**TASK TO COMPLETE:** Check each line of the data, and copy those where "target" appears.

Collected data
--- START ---
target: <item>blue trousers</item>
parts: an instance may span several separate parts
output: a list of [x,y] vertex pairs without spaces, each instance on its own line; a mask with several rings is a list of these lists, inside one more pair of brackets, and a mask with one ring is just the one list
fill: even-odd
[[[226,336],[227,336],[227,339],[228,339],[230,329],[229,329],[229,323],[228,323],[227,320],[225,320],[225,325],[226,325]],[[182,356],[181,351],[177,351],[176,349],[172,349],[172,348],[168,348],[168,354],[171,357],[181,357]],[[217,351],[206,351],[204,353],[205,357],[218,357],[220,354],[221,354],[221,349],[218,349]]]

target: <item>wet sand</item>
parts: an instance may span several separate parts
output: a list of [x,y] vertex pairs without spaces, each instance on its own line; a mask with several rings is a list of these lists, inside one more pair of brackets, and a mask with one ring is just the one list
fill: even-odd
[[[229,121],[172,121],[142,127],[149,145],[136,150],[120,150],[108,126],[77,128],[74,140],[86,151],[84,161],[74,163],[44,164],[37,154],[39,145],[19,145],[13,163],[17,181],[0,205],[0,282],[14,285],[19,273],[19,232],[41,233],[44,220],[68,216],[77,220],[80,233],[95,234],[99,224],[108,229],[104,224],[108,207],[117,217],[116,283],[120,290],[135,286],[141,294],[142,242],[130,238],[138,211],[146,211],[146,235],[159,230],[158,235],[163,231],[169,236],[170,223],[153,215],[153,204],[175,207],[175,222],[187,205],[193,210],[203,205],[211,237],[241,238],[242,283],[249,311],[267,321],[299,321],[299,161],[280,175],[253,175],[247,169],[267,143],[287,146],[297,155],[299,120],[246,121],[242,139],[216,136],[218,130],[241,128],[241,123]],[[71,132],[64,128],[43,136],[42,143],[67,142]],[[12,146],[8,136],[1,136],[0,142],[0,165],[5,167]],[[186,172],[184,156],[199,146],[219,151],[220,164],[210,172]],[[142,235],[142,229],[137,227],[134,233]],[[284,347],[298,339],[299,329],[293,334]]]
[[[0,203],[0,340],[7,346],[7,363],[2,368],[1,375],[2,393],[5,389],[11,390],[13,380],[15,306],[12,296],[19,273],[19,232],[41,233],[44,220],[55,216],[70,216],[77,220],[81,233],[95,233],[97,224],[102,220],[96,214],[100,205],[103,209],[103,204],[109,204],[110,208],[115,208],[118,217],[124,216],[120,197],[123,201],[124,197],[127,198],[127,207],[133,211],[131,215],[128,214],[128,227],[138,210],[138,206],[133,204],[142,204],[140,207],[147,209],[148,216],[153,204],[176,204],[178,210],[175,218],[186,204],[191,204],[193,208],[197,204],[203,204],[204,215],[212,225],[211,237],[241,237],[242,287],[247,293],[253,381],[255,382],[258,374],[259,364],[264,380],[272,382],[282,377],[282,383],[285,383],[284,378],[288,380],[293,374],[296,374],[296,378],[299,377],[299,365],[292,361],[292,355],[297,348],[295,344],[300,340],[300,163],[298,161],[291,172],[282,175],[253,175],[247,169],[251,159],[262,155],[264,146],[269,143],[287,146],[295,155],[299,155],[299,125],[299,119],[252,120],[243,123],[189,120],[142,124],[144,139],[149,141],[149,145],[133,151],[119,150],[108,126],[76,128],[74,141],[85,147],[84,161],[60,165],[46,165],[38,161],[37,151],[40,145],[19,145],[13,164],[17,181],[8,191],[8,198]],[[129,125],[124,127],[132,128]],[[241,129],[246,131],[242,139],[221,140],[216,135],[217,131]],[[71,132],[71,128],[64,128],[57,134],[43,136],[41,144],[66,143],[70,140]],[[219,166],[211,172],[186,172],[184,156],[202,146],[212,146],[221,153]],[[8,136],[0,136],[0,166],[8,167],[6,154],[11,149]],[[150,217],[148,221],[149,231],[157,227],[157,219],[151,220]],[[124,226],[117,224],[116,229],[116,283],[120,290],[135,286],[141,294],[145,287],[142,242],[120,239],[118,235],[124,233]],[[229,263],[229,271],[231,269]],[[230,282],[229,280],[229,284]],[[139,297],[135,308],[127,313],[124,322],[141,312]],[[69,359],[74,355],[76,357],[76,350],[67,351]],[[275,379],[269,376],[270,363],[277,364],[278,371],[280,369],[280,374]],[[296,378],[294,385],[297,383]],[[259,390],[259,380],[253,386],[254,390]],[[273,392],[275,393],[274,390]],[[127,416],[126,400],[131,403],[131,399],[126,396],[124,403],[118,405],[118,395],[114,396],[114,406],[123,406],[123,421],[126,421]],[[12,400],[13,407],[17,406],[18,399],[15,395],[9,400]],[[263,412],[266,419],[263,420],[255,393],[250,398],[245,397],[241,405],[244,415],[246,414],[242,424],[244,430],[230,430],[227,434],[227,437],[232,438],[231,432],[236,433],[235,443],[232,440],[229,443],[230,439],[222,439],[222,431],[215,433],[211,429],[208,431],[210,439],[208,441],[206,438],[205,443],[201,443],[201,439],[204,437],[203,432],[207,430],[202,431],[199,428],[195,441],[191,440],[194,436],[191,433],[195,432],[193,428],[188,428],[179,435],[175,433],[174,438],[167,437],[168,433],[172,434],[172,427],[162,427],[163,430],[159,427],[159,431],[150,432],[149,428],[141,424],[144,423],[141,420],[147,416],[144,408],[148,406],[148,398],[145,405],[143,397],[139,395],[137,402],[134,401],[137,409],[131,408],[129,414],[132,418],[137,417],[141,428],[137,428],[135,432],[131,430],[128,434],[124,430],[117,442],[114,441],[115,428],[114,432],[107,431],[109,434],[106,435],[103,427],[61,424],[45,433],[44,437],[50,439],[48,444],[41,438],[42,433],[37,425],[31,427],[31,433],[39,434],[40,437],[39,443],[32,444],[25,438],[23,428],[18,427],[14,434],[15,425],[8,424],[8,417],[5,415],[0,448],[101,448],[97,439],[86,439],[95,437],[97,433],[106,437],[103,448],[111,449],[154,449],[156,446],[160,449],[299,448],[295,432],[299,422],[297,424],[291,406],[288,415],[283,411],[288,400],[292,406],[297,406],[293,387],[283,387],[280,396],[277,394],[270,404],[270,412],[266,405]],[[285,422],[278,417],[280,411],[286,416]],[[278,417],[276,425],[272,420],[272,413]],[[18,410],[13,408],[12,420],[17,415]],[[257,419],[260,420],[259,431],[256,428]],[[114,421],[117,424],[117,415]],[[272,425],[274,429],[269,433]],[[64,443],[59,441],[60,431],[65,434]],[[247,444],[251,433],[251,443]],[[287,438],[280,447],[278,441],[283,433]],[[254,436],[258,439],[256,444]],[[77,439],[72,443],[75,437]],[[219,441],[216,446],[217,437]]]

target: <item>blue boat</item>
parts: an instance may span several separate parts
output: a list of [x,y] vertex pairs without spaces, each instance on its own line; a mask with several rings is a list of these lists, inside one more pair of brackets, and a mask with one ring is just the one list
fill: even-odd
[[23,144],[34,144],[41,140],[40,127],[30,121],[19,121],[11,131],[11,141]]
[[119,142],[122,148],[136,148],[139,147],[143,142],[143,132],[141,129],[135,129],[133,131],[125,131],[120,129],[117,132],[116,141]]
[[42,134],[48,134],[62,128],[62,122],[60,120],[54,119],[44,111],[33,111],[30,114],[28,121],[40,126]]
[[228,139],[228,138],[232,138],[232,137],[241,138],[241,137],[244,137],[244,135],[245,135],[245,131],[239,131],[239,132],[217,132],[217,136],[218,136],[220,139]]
--- END ---
**ANSWER TO THE EXERCISE:**
target: <item>blue trousers</item>
target: <item>wet sand</item>
target: <item>blue boat</item>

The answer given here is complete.